What you are asked to do:
Sift through the material below and return the lines with "life".

Data:
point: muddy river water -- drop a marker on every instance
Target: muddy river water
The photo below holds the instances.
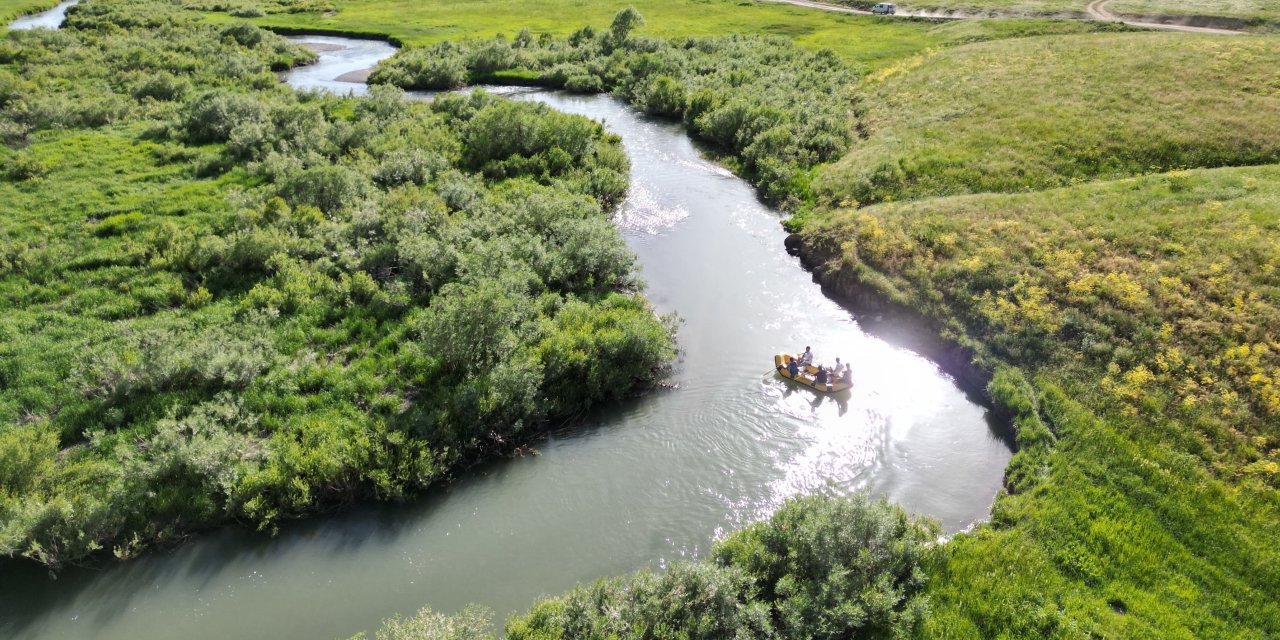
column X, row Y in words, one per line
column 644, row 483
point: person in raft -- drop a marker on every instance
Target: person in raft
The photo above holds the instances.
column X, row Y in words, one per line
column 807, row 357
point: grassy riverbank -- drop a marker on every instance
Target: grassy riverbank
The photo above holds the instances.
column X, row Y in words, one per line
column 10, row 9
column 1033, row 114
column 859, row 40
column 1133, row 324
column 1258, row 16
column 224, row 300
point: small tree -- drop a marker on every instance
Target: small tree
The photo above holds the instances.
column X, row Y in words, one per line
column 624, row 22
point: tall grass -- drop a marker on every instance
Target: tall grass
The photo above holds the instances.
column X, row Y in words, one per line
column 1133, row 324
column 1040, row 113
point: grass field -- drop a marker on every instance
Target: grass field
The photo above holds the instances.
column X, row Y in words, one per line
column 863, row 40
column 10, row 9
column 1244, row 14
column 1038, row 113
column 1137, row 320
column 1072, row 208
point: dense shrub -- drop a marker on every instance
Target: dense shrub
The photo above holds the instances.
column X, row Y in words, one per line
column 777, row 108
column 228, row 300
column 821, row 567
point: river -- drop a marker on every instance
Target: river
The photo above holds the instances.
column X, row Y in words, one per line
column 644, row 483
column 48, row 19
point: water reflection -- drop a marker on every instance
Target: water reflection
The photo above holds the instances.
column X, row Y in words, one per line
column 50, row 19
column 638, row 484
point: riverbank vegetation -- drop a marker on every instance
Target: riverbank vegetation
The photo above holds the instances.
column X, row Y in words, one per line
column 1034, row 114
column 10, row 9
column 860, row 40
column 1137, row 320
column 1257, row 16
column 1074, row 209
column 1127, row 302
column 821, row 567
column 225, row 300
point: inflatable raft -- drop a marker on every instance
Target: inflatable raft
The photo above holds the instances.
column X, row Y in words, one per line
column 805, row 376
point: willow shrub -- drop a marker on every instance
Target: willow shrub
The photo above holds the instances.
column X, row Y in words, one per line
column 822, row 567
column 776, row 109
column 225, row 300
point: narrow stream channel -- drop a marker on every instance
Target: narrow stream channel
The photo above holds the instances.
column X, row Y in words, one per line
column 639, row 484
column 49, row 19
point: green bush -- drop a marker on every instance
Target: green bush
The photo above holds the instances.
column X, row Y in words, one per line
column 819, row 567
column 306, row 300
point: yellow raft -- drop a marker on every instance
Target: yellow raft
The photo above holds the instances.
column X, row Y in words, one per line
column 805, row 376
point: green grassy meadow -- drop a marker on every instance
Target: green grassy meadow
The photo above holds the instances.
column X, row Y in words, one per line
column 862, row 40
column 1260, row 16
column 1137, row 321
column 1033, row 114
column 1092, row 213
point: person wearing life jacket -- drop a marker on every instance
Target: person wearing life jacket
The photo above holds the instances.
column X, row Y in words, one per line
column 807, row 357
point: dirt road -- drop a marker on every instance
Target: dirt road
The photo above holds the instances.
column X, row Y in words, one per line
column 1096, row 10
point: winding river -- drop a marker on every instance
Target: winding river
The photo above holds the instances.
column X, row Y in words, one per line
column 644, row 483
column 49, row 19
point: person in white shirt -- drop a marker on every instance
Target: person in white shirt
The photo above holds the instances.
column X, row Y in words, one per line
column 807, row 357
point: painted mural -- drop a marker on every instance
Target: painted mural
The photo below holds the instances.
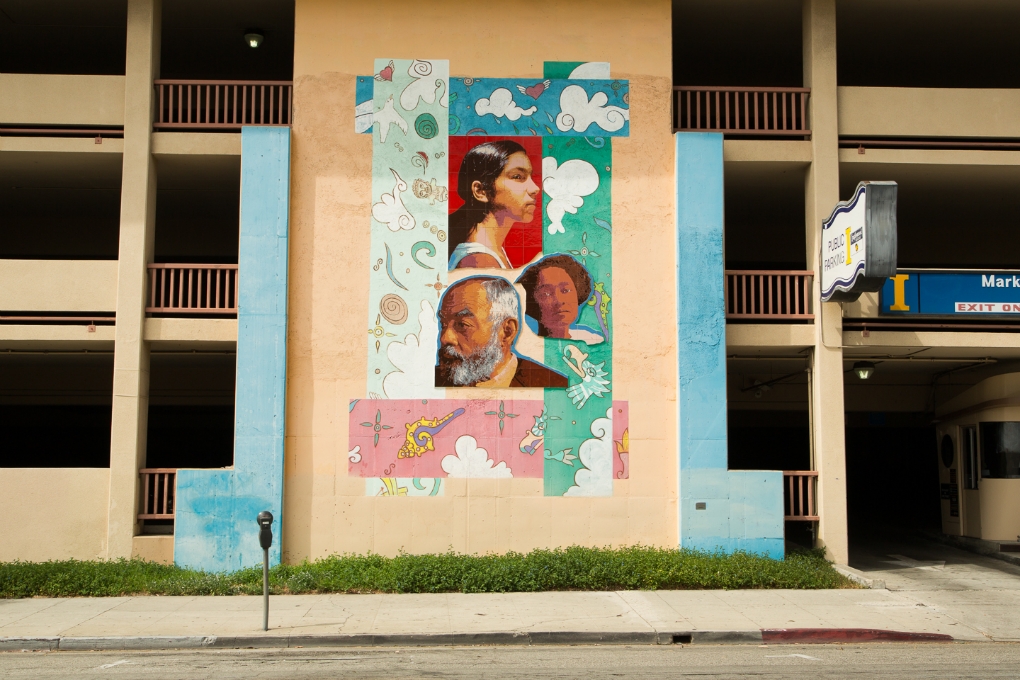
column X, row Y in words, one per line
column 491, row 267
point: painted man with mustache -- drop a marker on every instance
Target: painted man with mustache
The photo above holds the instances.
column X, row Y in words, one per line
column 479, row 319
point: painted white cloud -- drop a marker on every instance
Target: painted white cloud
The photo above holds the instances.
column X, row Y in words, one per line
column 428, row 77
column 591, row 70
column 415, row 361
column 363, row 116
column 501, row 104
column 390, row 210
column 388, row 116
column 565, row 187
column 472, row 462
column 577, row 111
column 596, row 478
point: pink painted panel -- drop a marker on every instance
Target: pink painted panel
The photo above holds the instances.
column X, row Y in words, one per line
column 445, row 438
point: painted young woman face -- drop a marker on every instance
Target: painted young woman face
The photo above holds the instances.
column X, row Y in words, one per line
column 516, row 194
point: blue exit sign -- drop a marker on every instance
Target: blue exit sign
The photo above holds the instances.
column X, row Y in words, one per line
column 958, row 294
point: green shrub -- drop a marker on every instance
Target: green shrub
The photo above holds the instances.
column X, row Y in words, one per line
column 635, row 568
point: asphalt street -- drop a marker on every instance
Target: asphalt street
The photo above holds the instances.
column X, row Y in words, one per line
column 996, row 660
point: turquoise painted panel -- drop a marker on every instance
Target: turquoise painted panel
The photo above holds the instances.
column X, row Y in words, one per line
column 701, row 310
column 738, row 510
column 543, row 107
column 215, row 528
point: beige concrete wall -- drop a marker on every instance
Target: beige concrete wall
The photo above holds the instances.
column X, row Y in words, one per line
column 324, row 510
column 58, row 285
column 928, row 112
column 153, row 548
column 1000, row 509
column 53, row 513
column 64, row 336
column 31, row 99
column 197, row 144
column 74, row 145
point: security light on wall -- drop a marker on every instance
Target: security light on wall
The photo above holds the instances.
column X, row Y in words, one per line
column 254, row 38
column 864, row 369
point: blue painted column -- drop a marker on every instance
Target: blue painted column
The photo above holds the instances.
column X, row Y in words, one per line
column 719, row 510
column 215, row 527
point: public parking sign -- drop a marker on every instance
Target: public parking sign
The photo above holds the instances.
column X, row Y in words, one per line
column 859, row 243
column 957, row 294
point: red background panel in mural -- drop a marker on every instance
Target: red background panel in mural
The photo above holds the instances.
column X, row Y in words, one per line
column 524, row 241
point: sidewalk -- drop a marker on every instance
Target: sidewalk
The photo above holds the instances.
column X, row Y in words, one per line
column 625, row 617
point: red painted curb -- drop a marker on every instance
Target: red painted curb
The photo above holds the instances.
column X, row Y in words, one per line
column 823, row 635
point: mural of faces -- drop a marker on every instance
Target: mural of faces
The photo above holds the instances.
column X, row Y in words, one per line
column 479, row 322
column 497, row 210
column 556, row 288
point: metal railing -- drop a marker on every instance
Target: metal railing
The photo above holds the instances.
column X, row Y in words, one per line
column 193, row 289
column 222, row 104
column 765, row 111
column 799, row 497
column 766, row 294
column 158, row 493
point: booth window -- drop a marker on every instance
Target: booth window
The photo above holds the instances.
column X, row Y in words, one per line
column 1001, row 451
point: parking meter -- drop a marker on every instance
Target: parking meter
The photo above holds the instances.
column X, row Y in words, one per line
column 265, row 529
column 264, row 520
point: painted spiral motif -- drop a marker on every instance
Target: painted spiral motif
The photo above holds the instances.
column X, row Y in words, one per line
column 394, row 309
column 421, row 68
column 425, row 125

Result below:
point: person wearing life jacket -- drop a marker on every instance
Target: person wearing life jacket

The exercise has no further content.